Text shown:
+--

CRI, December 17, 2014 Adjust font size:

Ancient temples located next to the Forbidden City have been reportedly transformed into fine-dining restaurants and luxurious hotels that are not open to the general public.

The two temples are only 500 meters away from the very northeast corner of the Forbidden City, and each has a history of over 600 years.

Though named Songzhu and Zhizhu temples, the pair are no longer used for religious purposes, but have been leased by a private company.

They are also listed as cultural relics by the municipal authority of antiquities.

Reports from several Beijing-based newspapers, including Beijing Youth Daily and Beijing News, say these places are not open to general diners.

So what are like inside these fancy places?

Reservation is essential if one wants to dine in, with a minimum expense of 800 yuan (130 U.S. dollars) per person.

Reports have revealed the interior layout of the Zhizhu temple.

One of its yards functions as the dining area.

A hall is decorated with a throne (as pictured on the left) and a stage for performances, as staff in the temple explain that some honored guests like plays.

Guests can take photos sitting on the throne and watch performances on the stage.

Another yard is used as a luxurious hotel, costing 2,000 yuan (323 U.S. dollars) per night per room.

Other parts of the temple offer leasing services for other companies and parties.

What does the resident say?

According to these reports, residents living around these temples say they often see luxurious cars drive in and out of these places.

Some complain about loud noises made by late night activities inside.

+--

Items:
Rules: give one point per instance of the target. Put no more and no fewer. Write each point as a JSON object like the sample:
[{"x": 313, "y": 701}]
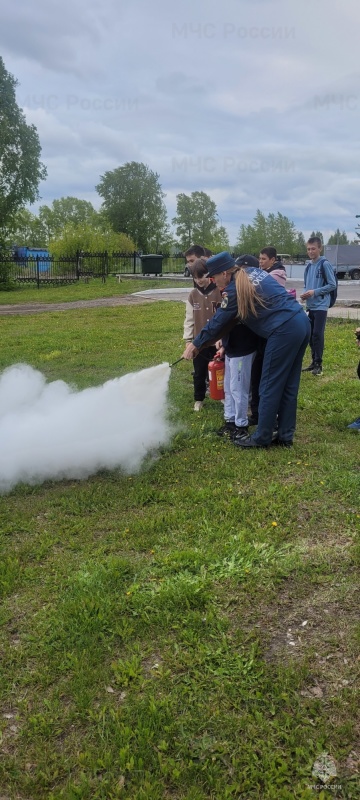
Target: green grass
[{"x": 190, "y": 631}]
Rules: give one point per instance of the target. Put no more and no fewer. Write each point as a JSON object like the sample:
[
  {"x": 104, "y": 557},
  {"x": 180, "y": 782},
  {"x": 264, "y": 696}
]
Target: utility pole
[{"x": 357, "y": 229}]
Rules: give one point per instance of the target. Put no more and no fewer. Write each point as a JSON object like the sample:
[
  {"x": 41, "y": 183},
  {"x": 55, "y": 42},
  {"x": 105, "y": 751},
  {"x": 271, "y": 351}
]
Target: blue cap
[
  {"x": 247, "y": 261},
  {"x": 219, "y": 263}
]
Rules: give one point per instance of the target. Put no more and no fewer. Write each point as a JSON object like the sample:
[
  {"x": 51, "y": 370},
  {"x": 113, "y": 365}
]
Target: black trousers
[
  {"x": 200, "y": 373},
  {"x": 256, "y": 377}
]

+--

Problems to work on:
1. Reproduce the stretch of the temple article that begins with the words containing "They are also" and ends with "these fancy places?".
2. Extend the article on the temples near the Forbidden City, picking up after its final sentence.
The rows are separate from the article on the Beijing temples.

Responses by task:
1.
They are also listed as cultural relics by the municipal authority of antiquities.

Reports from several Beijing-based newspapers, including Beijing Youth Daily and Beijing News, say these places are not open to general diners.

So what are like inside these fancy places?

2.
Staff members of the temples deny that they are open for business but say the two temples are workplaces for their company.

This is not the first time these two temples have been in the spotlight.

There were two reports last year from the Beijing News revealing that these ancient temples had been used as restaurants and clubs. But they are still operating now.

The reason may be that authorities in Beijing have conflicting responses on the matter.

Municipal religious authorities have responded to reports saying both temples are listed as religious property; therefore, cannot be used commercially. They will however investigate further.

On the other hand, the cultural relics authority says their responsibilities are limited to renovation and maintenance of antiquity.

The company has leased the temples and is responsible for renovation and maintenance of the two places.

The authority has not found any violations to the law of cultural relics so far.

What have Beijing's fine-dining restaurants become of amid the anti-graft campaign?

But facing with China's ongoing anti-graft campaign, several fancy clubs and restaurants have been shut down.

Some have launched cheaper dinner or lunch sets to attract general diners.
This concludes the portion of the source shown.